GOAL OF THE EXERCISE:
Which lines in the records below contain the word "sleeve"? Find each one and copy it out in full.

------

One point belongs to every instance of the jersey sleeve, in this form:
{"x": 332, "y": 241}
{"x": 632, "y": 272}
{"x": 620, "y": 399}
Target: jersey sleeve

------

RESULT:
One point belongs to every instance of the jersey sleeve, in this form:
Target: jersey sleeve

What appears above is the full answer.